**WHAT TO PRODUCE**: From the data below, copy exactly the lines that lie between the one holding "each instance of the window" and the one holding "of the pointed", including both, and nothing more.
[Opening EXERCISE INPUT section]
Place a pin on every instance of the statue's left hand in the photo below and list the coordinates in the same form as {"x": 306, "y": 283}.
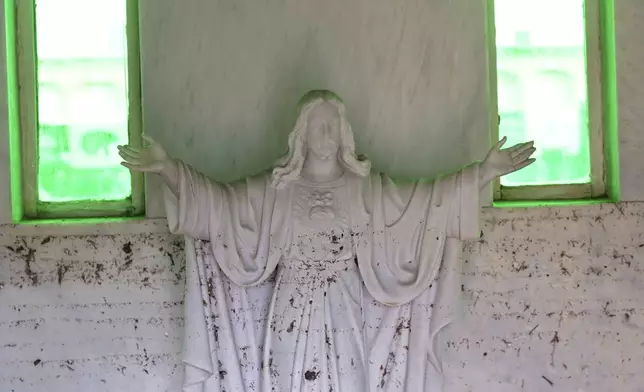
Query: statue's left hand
{"x": 500, "y": 162}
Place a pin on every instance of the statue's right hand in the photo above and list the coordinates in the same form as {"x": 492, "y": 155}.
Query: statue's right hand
{"x": 151, "y": 158}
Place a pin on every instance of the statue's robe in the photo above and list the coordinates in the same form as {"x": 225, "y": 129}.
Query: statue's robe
{"x": 406, "y": 242}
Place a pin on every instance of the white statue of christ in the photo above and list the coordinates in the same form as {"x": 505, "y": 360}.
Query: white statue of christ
{"x": 362, "y": 271}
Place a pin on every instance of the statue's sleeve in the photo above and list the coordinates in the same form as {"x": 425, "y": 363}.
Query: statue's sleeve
{"x": 236, "y": 218}
{"x": 409, "y": 226}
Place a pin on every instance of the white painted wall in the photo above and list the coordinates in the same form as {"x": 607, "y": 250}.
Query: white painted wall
{"x": 90, "y": 313}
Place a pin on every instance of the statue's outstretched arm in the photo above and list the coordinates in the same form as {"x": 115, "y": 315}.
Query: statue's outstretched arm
{"x": 500, "y": 162}
{"x": 151, "y": 159}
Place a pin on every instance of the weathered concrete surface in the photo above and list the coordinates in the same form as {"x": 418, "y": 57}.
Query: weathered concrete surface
{"x": 553, "y": 303}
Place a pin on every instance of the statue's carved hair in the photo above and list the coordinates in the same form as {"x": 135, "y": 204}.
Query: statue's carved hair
{"x": 289, "y": 167}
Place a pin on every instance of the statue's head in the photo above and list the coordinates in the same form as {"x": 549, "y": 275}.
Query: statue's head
{"x": 323, "y": 132}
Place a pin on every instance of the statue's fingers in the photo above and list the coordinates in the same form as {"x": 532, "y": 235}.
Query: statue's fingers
{"x": 500, "y": 143}
{"x": 147, "y": 138}
{"x": 523, "y": 164}
{"x": 133, "y": 158}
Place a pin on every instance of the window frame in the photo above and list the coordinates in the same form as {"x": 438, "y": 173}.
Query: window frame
{"x": 27, "y": 78}
{"x": 598, "y": 187}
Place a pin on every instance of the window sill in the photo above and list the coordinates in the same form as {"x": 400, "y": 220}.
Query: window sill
{"x": 79, "y": 227}
{"x": 549, "y": 203}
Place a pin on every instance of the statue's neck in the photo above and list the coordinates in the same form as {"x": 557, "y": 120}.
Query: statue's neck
{"x": 317, "y": 170}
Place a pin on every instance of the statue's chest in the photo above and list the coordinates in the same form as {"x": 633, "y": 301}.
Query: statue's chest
{"x": 321, "y": 223}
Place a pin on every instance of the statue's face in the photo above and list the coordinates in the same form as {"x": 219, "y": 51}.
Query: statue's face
{"x": 323, "y": 131}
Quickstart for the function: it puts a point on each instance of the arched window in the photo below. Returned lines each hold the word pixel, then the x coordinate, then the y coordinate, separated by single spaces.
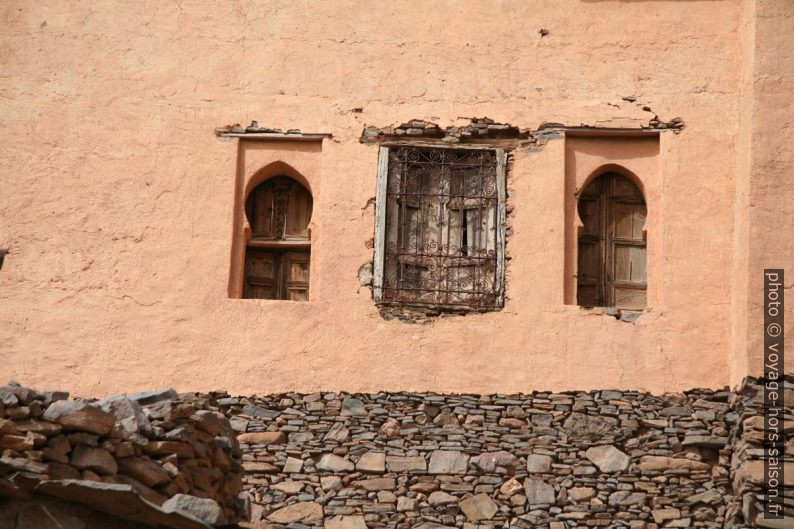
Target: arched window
pixel 278 253
pixel 612 250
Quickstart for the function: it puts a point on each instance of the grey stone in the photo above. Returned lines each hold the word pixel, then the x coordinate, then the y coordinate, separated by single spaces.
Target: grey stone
pixel 538 463
pixel 80 416
pixel 539 492
pixel 448 462
pixel 329 483
pixel 581 426
pixel 491 461
pixel 150 397
pixel 204 509
pixel 608 458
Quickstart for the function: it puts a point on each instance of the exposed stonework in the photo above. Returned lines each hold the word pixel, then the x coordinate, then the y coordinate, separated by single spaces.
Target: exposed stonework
pixel 486 130
pixel 556 461
pixel 151 457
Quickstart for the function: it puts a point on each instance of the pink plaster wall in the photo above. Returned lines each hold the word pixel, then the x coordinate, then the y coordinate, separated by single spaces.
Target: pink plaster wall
pixel 118 203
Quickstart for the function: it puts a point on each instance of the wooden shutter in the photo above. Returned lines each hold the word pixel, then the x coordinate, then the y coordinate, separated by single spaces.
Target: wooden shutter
pixel 626 258
pixel 296 276
pixel 277 259
pixel 612 259
pixel 261 273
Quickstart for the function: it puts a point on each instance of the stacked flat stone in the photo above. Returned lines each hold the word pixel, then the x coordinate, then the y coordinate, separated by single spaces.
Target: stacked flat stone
pixel 747 464
pixel 539 460
pixel 167 447
pixel 478 129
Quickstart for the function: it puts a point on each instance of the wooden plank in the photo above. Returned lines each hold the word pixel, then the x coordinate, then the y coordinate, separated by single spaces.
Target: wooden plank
pixel 380 223
pixel 501 193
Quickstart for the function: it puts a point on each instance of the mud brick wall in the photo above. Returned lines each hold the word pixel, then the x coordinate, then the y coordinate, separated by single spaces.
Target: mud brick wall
pixel 539 460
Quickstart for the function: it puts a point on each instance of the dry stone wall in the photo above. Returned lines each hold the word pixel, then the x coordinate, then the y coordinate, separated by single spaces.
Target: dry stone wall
pixel 539 460
pixel 154 457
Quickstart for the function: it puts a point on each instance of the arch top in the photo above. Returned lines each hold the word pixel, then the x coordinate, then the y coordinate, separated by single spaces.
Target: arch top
pixel 612 168
pixel 272 170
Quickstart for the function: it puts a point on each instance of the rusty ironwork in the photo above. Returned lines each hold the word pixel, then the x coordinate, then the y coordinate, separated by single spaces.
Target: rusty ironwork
pixel 441 228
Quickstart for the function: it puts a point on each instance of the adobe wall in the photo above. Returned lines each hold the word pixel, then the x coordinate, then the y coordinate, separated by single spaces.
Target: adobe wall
pixel 118 207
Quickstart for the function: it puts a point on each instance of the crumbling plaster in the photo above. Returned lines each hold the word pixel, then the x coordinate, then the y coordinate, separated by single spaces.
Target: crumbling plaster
pixel 119 205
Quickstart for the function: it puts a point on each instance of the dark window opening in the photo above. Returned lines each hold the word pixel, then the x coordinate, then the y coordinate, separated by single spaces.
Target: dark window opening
pixel 612 262
pixel 278 254
pixel 442 228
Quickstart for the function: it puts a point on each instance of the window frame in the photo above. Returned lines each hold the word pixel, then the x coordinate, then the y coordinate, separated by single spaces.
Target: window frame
pixel 380 221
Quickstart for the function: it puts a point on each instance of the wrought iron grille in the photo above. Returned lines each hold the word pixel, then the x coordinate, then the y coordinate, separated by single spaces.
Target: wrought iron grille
pixel 441 242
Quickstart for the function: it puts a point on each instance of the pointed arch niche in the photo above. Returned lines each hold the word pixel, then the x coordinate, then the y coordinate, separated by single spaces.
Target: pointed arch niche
pixel 275 196
pixel 612 206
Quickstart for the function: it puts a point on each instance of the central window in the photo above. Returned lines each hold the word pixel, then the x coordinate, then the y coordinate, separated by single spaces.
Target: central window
pixel 440 227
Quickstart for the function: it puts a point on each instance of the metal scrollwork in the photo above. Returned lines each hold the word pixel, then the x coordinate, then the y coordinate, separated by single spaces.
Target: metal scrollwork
pixel 441 227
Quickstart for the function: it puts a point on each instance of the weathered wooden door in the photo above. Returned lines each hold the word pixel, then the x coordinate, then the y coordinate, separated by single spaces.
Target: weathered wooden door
pixel 612 251
pixel 278 255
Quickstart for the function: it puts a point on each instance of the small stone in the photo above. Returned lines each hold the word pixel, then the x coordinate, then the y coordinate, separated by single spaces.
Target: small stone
pixel 386 496
pixel 373 462
pixel 304 511
pixel 146 471
pixel 406 463
pixel 338 432
pixel 375 484
pixel 709 496
pixel 345 522
pixel 626 497
pixel 448 462
pixel 538 463
pixel 96 459
pixel 478 507
pixel 262 438
pixel 204 509
pixel 662 515
pixel 290 488
pixel 354 407
pixel 608 458
pixel 651 463
pixel 334 463
pixel 441 498
pixel 150 397
pixel 406 504
pixel 329 483
pixel 581 493
pixel 80 416
pixel 491 461
pixel 510 487
pixel 539 492
pixel 705 441
pixel 390 429
pixel 259 412
pixel 292 465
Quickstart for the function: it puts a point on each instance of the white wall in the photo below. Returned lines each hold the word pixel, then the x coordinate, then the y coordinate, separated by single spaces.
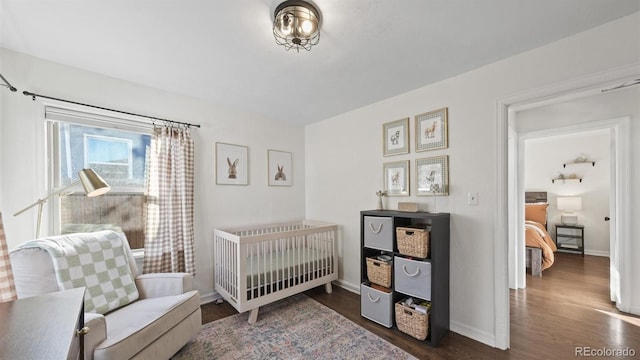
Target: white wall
pixel 23 165
pixel 344 160
pixel 544 159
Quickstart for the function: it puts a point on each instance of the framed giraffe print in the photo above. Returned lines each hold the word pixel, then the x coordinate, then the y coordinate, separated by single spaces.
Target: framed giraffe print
pixel 395 137
pixel 432 175
pixel 432 130
pixel 396 178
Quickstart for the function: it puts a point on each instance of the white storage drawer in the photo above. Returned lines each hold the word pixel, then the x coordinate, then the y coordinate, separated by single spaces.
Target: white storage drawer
pixel 376 305
pixel 378 232
pixel 412 277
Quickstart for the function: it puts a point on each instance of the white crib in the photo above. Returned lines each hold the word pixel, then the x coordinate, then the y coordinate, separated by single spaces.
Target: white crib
pixel 257 265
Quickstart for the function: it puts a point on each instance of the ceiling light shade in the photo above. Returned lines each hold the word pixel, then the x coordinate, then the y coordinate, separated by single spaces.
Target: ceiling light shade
pixel 296 25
[Closing EXERCISE INPUT section]
**RESULT OF THE EXERCISE**:
Quickstart for the function: it puts a point on each instance of the window frame in the photo above. Returned lines each hold the word pixel, then the x coordinate, then the y coordinate, separated by single spaces.
Target: window frame
pixel 380 221
Quickstart for the function: it puts a point on each instance of the wrought iron grille in the photo above. Returned lines each hold the word pixel, then the x coordinate, then the y coordinate, separated by single spaces.
Target: wrought iron grille
pixel 441 242
Quickstart for the function: it puts a point on each instance of the pointed arch niche in the photo above. Returned lines each hold the word pixel, then the x coordinate, then the y coordinate, separated by single spaces.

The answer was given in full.